START DATASET RECORDS
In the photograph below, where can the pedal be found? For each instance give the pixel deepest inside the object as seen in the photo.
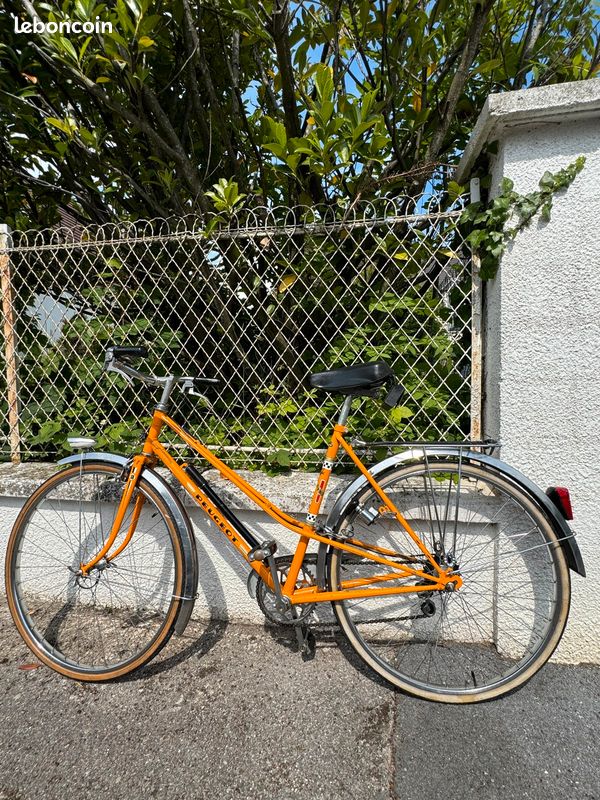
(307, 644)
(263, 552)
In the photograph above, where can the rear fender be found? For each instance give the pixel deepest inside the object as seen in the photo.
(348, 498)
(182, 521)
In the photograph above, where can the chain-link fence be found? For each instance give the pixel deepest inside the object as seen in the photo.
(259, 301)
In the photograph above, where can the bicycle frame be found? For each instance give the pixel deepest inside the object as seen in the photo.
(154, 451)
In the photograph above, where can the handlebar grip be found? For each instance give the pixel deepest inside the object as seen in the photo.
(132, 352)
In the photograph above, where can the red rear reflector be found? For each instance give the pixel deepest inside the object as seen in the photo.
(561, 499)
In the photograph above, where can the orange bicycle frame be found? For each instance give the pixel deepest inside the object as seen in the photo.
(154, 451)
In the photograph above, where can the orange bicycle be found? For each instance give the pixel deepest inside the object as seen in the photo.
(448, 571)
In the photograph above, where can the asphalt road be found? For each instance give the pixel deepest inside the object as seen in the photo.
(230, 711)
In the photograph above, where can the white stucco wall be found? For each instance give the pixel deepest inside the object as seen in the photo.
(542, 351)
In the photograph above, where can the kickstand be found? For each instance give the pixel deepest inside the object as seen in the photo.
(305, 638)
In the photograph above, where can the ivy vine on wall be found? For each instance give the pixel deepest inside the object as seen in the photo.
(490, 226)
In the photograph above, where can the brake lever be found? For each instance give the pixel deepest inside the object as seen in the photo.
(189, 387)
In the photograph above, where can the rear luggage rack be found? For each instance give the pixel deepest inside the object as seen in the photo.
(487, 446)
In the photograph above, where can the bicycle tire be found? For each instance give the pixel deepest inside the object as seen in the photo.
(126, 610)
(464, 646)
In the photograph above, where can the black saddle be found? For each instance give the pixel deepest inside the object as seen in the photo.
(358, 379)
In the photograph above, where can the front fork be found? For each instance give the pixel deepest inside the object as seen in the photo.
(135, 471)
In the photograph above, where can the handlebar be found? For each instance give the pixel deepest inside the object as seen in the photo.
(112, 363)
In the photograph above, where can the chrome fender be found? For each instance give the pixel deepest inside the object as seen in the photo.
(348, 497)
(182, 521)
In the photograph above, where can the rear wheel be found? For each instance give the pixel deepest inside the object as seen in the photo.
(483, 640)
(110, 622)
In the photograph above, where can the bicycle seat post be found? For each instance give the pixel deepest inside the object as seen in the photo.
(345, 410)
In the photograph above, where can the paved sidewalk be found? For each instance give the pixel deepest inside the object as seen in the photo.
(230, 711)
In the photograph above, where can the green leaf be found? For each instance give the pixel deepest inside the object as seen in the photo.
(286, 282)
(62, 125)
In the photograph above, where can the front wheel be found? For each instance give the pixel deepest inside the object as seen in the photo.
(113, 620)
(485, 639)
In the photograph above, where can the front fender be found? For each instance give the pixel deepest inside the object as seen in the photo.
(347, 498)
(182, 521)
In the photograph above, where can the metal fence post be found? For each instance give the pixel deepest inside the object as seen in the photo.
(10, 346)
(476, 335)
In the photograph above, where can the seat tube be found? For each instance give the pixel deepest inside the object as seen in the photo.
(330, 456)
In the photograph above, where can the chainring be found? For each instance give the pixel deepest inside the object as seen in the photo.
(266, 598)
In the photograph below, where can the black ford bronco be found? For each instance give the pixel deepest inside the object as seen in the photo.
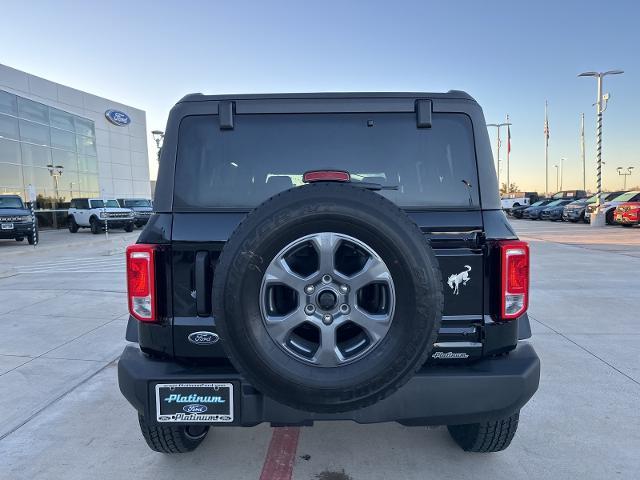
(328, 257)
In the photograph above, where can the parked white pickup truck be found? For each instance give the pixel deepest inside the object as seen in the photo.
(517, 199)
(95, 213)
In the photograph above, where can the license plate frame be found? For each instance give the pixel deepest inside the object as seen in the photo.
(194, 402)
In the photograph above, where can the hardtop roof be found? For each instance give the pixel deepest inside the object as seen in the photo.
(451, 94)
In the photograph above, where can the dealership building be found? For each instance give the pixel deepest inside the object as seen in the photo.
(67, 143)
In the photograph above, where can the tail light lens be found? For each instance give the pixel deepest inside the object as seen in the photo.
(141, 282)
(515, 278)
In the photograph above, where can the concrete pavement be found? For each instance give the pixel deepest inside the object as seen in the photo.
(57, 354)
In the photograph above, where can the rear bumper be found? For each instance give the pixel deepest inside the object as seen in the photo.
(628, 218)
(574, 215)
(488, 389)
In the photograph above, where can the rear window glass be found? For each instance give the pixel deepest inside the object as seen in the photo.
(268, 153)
END DATASET RECORDS
» **SET TASK**:
Reproduce all of the records above verbatim, leaving out the pictures.

» **TASK RESPONSE**:
In the photograph below, where can the pedal be found? For each instance give the pixel deepest inside the object as seen in the photo.
(307, 644)
(263, 552)
In the photograph above, where can the rear fender be found? For each instance give the pixel deepest inside the object as seen in the photo.
(348, 498)
(182, 521)
In the photograph above, where can the chain-link fence be found? For each instance give the pixel deepest inside the object as seen in the photo.
(259, 301)
In the photograph above, where can the bicycle frame be found? For each instance give the pixel deepest inside the object as seen in the photo.
(154, 451)
In the photograph above, where can the handlebar grip be found? For each instance give the pixel deepest inside the object as seen in the photo.
(132, 352)
In the photograph above, where can the red rear reflector be found? For each instance give the pixel deepest inside the object as seen in the photo.
(561, 499)
In the photograph above, where can the orange bicycle frame be found? For each instance give the pixel deepest inside the object as seen in the photo.
(154, 451)
In the photograph above, where can the orange bicycle be found? For each instance give the pixel deepest inside the object as seen in the photo.
(448, 571)
In the photograph above, where can the asphalt road be found? For each instance give the pixel deepest inside the object as seen in the photo.
(230, 711)
In the photograph above, where can the white stucco wall be found? For each instance give the pixel deepest inside the object as seen in the photo.
(542, 351)
In the photograph above, where can the kickstand be found? For each instance give the pixel deepest inside the object as seen in the photo.
(305, 638)
In the photograph above, where can the ivy vine on wall be found? For each instance give the pixel deepest inside the object as seen in the photo.
(490, 226)
In the photograph above, where can the brake lever be found? For each instance give the pixel deepest inside the object as seen in the photo.
(189, 387)
In the photograph above, where can the rear luggage rack be found? For each instance give the pixel deepest inside the object as seen in the photo.
(487, 446)
In the photograph above, where can the bicycle tire be found? For each instance give the pixel deepest inside the object as seen in the photo.
(126, 610)
(464, 646)
In the photograph above, where can the black saddle be found? For each instance give the pixel deepest inside the object as seen in the photo.
(358, 379)
In the photograph above, where can the front fork be found? For each instance give the pixel deepest inside the object as seen in the photo.
(135, 471)
In the photograph above, where can the handlebar be found? For each instance give the pixel deepest inside the object as seen in the photo.
(112, 363)
In the photograph above, where can the chrome fender be found? For each instance give the pixel deepest inside the object as seen in the photo.
(348, 497)
(182, 521)
In the photograph above, where can the rear wheel be found? For each instance give the pixel deepest inside the object as seen in the photo.
(483, 640)
(110, 622)
In the photograph above, where can the bicycle seat post be found? For each instance give the pixel deepest inside the object as seen in the photo.
(345, 410)
In the photograph above, where can the paved sidewalk be found? For each instance give the pixel deepest inside the object as seen in the photo.
(230, 711)
In the photograph above, where can the green leaf be found? For each instance give the pixel deepest inside the object as seen in the photo.
(286, 282)
(62, 125)
In the photograph above, where can the front wheel be found? For each instance give the pixel deepest inside the object as seen in the photo.
(113, 620)
(485, 639)
In the photograph above, where can the front fender be found? For each instance give the pixel deepest inside the object as seen in the photo.
(347, 498)
(182, 521)
In the photograph above, where can the metal fence post be found? For each instance give the pixel deepest inside the object as seen in the photo.
(10, 346)
(476, 335)
In the photograph above, where can the seat tube be found? For each instance give the pixel deepest inside the object as seen in the photo.
(330, 456)
In the photograph above, where can the chainring be found? For each instance give the pixel deepest inside the object as seen in the photo.
(266, 598)
In the photograph below, where can the black ford bronco be found? For each instance give the pixel deepest inside the object as seen in the photo.
(328, 257)
In the photograph above, where can the parked white pickup truck be found? For each instance give the pixel deepest inside the object as seen in the photo.
(517, 199)
(95, 213)
In the photograph above, where can the license plate frame be found? For each instance give the pixel deepest inside the object as seen in the photo.
(194, 402)
In the photograph above, where can the hardtop roof be found? For each instance give the pixel deepest inside the object as seen in the photo.
(451, 94)
In the photograph above, where can the dealership building be found? For each instance give the pixel deepest inside the object as seen in the photo.
(67, 143)
In the photograph above, where can the tail light lens be found? For each instance give the pixel deepest inside the object as seen in the photo.
(141, 282)
(515, 278)
In the photograph above, where can the concrete pavement be found? For each instance give the pixel deepest inside the object as seen in the photo.
(57, 354)
In the photograph above, where can the rear bumper be found? For each instance give the pixel deepest inside the object as seen in the photo.
(628, 218)
(574, 215)
(488, 389)
In the photograph above, where can the rear window glass be found? For each instance give the pixel deepest inside the object as seen in the photo.
(268, 153)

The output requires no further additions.